## [Stated task]
Copy the records below word for word, starting at the line containing "Every instance of the train" and continuing through the line containing "x=465, y=349", with both of those lines included.

## [Supplied data]
+---+

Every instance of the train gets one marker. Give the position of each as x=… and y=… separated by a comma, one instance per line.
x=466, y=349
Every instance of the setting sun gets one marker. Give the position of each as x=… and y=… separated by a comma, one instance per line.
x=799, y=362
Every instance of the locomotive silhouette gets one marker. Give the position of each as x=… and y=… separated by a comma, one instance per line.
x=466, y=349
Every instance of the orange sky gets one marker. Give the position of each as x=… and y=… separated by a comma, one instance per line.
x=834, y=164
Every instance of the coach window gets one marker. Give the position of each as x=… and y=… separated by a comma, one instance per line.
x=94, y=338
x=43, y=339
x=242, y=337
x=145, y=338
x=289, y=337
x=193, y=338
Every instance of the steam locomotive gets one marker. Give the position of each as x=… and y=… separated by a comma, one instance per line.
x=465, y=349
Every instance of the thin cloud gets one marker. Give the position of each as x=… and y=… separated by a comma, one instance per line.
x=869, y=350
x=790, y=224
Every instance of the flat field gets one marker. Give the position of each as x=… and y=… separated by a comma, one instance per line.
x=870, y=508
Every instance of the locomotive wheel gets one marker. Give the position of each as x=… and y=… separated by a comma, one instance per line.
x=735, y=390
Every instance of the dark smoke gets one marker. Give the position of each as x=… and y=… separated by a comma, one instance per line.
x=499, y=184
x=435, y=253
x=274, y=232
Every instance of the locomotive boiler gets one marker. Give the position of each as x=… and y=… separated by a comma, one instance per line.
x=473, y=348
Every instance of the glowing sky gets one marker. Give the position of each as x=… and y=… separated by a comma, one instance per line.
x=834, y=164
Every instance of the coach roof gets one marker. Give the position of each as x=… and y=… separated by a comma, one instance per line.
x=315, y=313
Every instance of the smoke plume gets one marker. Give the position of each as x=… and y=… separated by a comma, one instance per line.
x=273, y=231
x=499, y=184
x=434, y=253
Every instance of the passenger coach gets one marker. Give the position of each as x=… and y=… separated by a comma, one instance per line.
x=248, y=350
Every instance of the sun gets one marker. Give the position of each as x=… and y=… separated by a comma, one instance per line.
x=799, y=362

+---+

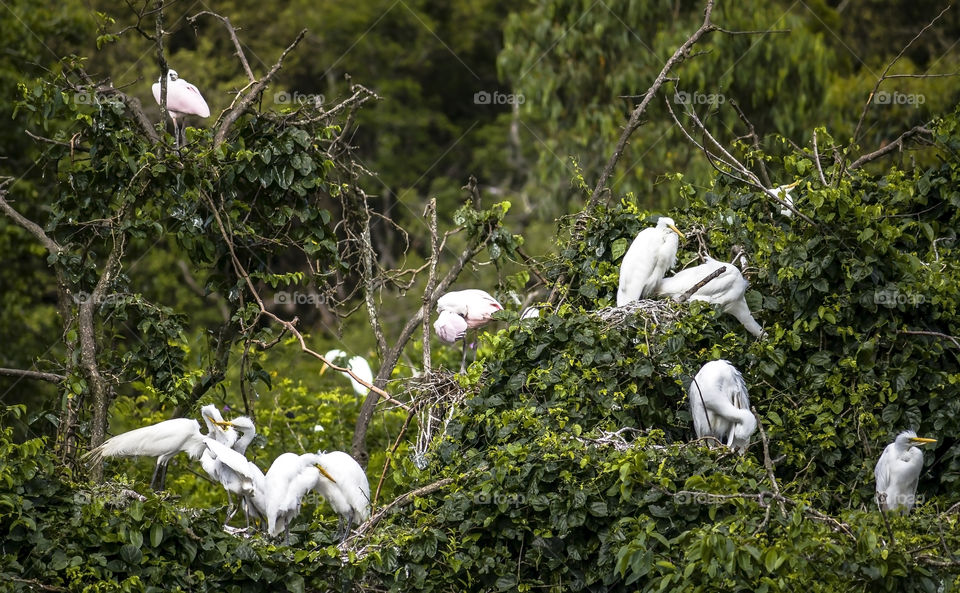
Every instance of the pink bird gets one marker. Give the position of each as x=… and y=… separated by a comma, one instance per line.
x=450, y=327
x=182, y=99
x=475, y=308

+---+

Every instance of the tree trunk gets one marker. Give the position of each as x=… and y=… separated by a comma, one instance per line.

+---+

## [Result of this task]
Every instance of the train gets one marker. Give the position of each as x=… and y=… separated by a comma, one instance per line.
x=466, y=349
Every instance of the setting sun gets one marker. Give the position of each as x=… and y=… separated by a comma, one instance per line.
x=799, y=362
Every instance of the locomotive silhouette gets one marker. Give the position of each as x=… and y=… separated by a comma, one instance per line.
x=466, y=349
Every instance of the orange sky gets one marker. Give the position of each as x=… and y=… separated by a comma, one instance per line.
x=834, y=164
Every instance of the coach window gets one marker. Give the position of each as x=… and y=… separated by a comma, one instance per line.
x=94, y=338
x=43, y=339
x=242, y=337
x=145, y=338
x=289, y=337
x=193, y=338
Every instance of the steam locomotive gets one marker. Give the position of each as x=… and y=… separated by a comma, one instance per line.
x=465, y=349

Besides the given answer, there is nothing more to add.